Although the entries contain pictures, return everything else in them verbatim and omit the pictures.

**Information:**

====================

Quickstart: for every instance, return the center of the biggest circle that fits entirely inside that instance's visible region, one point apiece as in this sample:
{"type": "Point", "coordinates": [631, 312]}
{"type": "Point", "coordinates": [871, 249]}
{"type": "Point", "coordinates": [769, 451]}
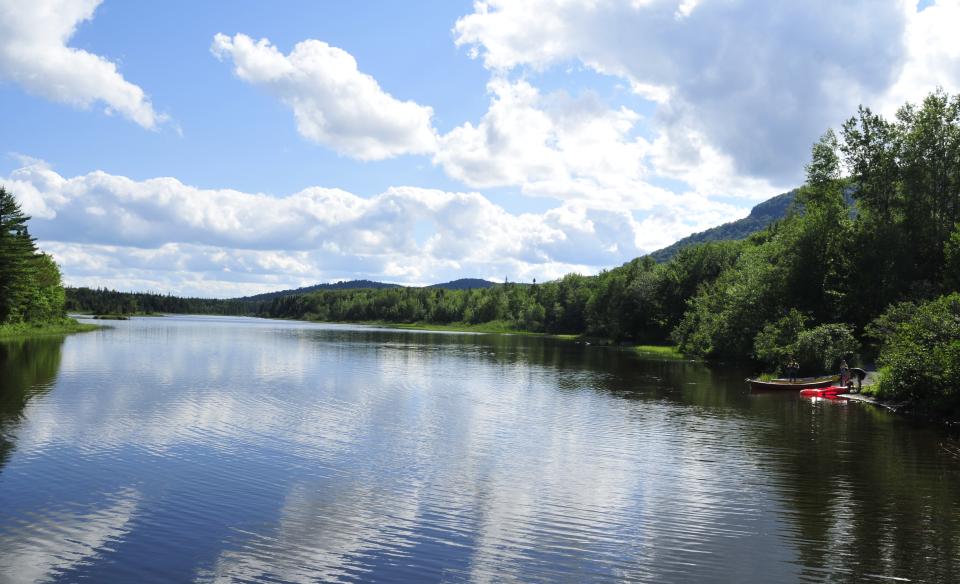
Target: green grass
{"type": "Point", "coordinates": [495, 327]}
{"type": "Point", "coordinates": [23, 331]}
{"type": "Point", "coordinates": [660, 351]}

====================

**Answer box:**
Quickstart: for every instance, return the center of the biggest circle that fits entirely inside that instance's visible region, one point apiece as in this sample:
{"type": "Point", "coordinates": [631, 312]}
{"type": "Point", "coordinates": [871, 249]}
{"type": "Point", "coordinates": [769, 451]}
Target: green grass
{"type": "Point", "coordinates": [495, 327]}
{"type": "Point", "coordinates": [23, 331]}
{"type": "Point", "coordinates": [660, 351]}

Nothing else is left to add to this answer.